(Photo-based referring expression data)
%%

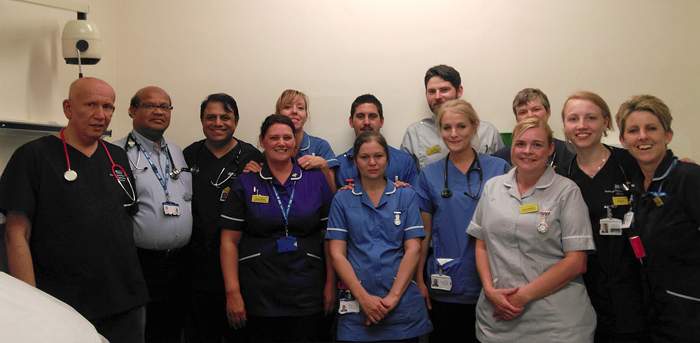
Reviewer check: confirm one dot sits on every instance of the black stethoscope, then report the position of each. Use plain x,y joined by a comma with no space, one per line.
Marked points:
118,172
131,142
228,175
475,166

%%

- [EXERCISE PROMPT] Can you restate all the records above word for word while dropping the pictures?

- [RESULT OF THIS TASK]
Reviewer check: confirm one dot sits on every instance of the black stethoscope, then report the position of each. Use plain x,y joined by a comma with no space, one per line.
Marked points:
118,172
131,142
228,175
475,166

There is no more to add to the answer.